_Objectif 1_. Dans les enregistrements, extrayez sans rien changer les lignes qui vont de celle contenant « like x=629, y=1034. » à celle contenant « x=200, y=1066 », ces deux lignes comprises.

Éditorial du numéro 78
Toujours debouttes
Le collectif de la revue À Bâbord ! vous invite à un lancement festif de son numéro 78, contenant un dossier thématique intitulé : Quand l’art se mêle de politique. Sous la forme d’un cabaret politico-musical, le lancement se tiendra au Quai des brumes (4481 Rue Saint-Denis, Montréal), le 4 mars à partir de 17h30. Tous les détails ici.
Entrée libre. Bienvenue à toutes et à tous !
En ces temps difficiles où l’autoritarisme et la haine ont le vent en poupe, on peut au moins se réjouir de la combativité d’un mouvement progressiste : le féminisme. Il n’y a pas si longtemps encore, le mot était évité par bien des femmes qui, pourtant, se reconnaissaient dans les idéaux d’égalité du mouvement. Aujourd’hui, les inégalités entre genres sont affrontées avec aplomb et les luttes féministes mettent en lumière les multiples oppressions et les dynamiques de pouvoir cristallisées dans nos institutions.
L’année 2019 s’annonce toutefois exigeante. L’abandon de la quasi-totalité des poursuites contre Gilbert Rozon montre la nécessité criante d’adapter le système judiciaire à ce crime particulier qu’est l’agression sexuelle. On connaît le scénario : les survivantes re-victimisées, humiliées devant leur agresseur ; les difficultés de témoigner d’un crime vécu si intimement et la nécessaire adaptation des procédures juridiques en conséquence ; les délais avant de trouver le courage de dénoncer ; la destruction de ce courage par l’absence de condamnation, coup… après coup… après coup.
Certes, le droit criminel nécessite un degré de preuve élevé pour sanctionner hors de tout doute raisonnable. Pourtant, au vu de l’absence de condamnation pour la majorité des agressions sexuelles, ce crime semble demeurer quasi invisible pour la loi et la justice. Cela laisse entendre qu’il est moins criminel que les autres, alors qu’il détruit des vies, en majorité des vies de femmes. À cette échelle, l’absence d’un recours juridique adapté institutionnalise la discrimination à l’égard des femmes et envoie un message néfaste de banalisation. Un tribunal spécialisé en matière d’agression sexuelle règlerait-il la question ? Espérons-le, mais plus d’un an après le mouvement #MoiAussi, il est urgent de faire pression pour que ces crimes graves soient sanctionnés et que cesse l’impunité.
Ailleurs dans le monde, on voit que l’extrême droite, qui faisait son pain et son beurre de l’égalité hommes-femmes quand il s’agissait de stigmatiser les personnes de confession musulmane, affiche de plus en plus ses vraies couleurs. En Andalousie, le parti d’extrême droite Vox, en ascension, souhaite qu’on limite la lutte contre les violences faites aux femmes, sous prétexte que ces mesures constituent du « djihadisme de genre ». Au Brésil, le nouveau président Bolsonaro a par le passé affirmé à une députée : « J’ai dit que je ne vous violerais pas parce que vous ne le méritez pas. » Les forces conservatrices de plusieurs pays remettent de l’avant une conception archaïque du genre : la nouvelle ministre de la Femme (!) du Brésil a célébré une nouvelle ère dans laquelle « les garçons s’habillent en bleu et les filles en rose ». Les fragiles avancées des minorités sexuelles se voient aussi menacées, avec des discours politiques normalisant la discrimination à leur égard et déclenchant la haine de mouvements fascistes dans les rues.

Entrées tirées d'une collection:
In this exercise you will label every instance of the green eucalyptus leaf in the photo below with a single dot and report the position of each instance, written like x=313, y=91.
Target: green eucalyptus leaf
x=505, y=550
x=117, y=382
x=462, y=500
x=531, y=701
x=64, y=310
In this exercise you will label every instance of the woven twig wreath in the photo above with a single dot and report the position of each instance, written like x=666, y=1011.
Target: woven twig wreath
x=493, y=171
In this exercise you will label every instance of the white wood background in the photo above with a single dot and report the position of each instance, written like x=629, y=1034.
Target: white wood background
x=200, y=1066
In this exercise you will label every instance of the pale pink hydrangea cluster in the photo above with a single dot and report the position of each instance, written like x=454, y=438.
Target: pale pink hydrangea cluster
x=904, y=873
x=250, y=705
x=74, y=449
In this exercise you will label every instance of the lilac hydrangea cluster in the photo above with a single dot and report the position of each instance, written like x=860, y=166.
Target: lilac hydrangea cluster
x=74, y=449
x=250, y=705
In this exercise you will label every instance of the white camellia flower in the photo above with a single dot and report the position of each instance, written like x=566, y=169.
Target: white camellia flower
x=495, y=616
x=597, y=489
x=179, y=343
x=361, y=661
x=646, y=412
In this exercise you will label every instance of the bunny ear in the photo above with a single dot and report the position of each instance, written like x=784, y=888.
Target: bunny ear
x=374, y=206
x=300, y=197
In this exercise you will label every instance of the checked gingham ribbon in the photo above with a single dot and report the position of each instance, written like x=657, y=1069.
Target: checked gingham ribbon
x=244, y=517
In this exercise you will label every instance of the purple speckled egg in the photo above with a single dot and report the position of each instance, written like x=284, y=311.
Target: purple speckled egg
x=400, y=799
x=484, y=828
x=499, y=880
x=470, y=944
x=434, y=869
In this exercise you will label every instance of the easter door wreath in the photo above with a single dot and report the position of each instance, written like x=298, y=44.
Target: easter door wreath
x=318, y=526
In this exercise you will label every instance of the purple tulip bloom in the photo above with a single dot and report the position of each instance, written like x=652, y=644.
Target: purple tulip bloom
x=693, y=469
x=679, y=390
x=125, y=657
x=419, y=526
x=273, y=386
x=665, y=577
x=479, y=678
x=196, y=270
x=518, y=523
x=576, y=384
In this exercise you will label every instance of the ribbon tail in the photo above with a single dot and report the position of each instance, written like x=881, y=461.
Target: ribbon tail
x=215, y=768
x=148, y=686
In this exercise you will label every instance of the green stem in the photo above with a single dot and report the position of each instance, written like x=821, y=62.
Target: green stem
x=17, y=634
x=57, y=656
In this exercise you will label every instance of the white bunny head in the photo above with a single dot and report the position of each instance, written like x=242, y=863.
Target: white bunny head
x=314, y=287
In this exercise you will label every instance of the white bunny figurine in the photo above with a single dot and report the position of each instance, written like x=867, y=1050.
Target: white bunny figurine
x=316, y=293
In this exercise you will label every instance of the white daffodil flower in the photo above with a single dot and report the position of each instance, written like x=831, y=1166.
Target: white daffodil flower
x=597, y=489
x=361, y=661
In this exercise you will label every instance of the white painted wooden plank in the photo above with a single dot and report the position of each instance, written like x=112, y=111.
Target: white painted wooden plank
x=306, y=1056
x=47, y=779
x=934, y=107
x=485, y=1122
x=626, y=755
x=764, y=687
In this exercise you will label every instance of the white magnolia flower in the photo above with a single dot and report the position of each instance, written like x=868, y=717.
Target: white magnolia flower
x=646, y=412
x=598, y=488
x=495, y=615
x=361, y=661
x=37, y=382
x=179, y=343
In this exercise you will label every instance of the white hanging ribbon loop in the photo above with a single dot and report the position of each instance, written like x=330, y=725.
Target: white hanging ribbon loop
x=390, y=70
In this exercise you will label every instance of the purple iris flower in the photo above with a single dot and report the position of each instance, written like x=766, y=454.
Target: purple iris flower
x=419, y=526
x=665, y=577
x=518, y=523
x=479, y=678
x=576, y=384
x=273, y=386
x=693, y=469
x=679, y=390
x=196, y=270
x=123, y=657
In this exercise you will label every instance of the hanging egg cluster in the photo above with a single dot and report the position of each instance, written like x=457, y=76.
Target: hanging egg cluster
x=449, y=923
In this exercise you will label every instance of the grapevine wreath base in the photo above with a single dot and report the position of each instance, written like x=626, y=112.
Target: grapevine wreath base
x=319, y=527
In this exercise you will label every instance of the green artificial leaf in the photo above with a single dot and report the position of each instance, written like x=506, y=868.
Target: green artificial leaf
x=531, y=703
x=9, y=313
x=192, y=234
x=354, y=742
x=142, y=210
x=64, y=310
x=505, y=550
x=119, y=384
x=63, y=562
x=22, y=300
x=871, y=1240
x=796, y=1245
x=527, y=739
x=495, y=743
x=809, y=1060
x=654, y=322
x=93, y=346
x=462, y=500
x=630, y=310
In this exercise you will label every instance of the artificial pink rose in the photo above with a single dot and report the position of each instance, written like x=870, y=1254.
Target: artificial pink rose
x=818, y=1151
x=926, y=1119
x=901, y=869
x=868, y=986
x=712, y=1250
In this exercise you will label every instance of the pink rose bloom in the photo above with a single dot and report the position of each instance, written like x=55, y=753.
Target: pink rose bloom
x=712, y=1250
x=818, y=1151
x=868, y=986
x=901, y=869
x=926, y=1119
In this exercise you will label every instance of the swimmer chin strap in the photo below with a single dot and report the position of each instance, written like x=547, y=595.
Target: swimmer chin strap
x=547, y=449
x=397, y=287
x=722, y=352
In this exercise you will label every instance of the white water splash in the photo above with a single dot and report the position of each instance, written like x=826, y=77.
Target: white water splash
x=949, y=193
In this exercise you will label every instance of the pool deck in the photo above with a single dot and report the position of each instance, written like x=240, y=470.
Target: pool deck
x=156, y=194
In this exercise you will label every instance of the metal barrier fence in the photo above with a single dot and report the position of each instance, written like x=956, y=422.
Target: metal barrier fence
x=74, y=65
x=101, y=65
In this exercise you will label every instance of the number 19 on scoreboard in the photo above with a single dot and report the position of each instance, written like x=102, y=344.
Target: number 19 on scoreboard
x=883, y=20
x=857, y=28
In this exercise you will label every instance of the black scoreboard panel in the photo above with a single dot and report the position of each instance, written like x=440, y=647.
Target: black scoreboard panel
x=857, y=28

_Objectif 2_.
Répondez à ces questions sur l'éditorial :
(a) À quel endroit aura lieu le lancement du numéro 78 ?
(b) Quel parti d'extrême droite en ascension est cité pour l'Andalousie ?
(c) Selon la ministre de la Femme du Brésil, de quelle couleur s'habillent les filles ?

_Réponse complète 1_.
In this exercise you will label every instance of the white wood background in the photo above with a single dot and report the position of each instance, written like x=629, y=1034.
Target: white wood background
x=200, y=1066

_Réponse complète 2_.
(a) Au Quai des brumes, 4481 Rue Saint-Denis, à Montréal.
(b) Vox.
(c) En rose.